▶ _Written task_
Copy the data from its first line through the line that contains "[556,107,591,277]". Swap every "bounding region" for "bounding box" and keep everything else unchanged.

▶ _Supplied records_
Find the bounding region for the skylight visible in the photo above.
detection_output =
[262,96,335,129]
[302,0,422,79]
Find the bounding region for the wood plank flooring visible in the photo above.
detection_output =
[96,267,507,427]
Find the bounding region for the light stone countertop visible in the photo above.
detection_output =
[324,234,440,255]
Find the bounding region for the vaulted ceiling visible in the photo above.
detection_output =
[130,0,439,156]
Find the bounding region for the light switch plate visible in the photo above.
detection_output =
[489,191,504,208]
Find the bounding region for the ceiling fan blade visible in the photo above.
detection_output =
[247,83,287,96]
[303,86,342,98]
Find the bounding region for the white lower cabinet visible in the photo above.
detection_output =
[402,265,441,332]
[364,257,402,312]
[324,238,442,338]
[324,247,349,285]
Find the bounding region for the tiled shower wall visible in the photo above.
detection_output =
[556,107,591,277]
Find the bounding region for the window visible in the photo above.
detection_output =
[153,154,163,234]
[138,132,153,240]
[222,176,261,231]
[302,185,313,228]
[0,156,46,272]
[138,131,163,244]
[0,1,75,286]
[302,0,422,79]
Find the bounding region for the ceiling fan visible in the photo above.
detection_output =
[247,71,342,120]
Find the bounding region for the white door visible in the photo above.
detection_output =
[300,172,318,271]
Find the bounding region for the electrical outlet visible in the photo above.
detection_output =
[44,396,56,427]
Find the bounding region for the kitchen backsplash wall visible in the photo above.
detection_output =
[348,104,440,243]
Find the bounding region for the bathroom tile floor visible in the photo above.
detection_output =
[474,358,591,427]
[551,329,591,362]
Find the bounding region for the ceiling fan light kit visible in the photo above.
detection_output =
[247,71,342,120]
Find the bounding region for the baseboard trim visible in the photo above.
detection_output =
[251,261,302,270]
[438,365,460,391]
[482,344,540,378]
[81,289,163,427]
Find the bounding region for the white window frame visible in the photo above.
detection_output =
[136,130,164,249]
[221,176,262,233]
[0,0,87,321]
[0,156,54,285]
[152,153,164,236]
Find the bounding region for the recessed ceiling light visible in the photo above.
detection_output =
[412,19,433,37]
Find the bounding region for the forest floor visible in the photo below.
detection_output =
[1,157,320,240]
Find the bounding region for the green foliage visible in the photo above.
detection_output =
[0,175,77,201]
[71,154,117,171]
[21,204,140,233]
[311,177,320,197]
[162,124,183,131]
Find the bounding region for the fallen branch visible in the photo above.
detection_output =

▶ _Solution to this problem_
Find the bounding box for the skylight visible in the photo above.
detection_output =
[262,96,335,129]
[302,0,422,79]
Find the bounding box for the wood plank flooring visible in the photo above.
detection_output =
[96,267,507,427]
Find the bounding box for the light stone countertop visible in the photo above.
detection_output =
[324,234,440,255]
Find the bounding box for the vaulted ceiling visible in the photo above.
detection_output =
[130,0,439,156]
Find the bounding box for the light switch plate visible in the photo above.
detection_output =
[489,191,504,208]
Find the bounding box for the ceiling fan blade visible in the photo above.
detection_output =
[247,83,287,96]
[303,86,342,98]
Find the bounding box for the white lower cabinet visible in the photo above.
detection_output =
[402,265,441,332]
[364,257,402,312]
[324,238,442,338]
[324,247,349,285]
Find the bounding box for the tiled shower wall visible in the photo above.
detection_output =
[556,107,591,277]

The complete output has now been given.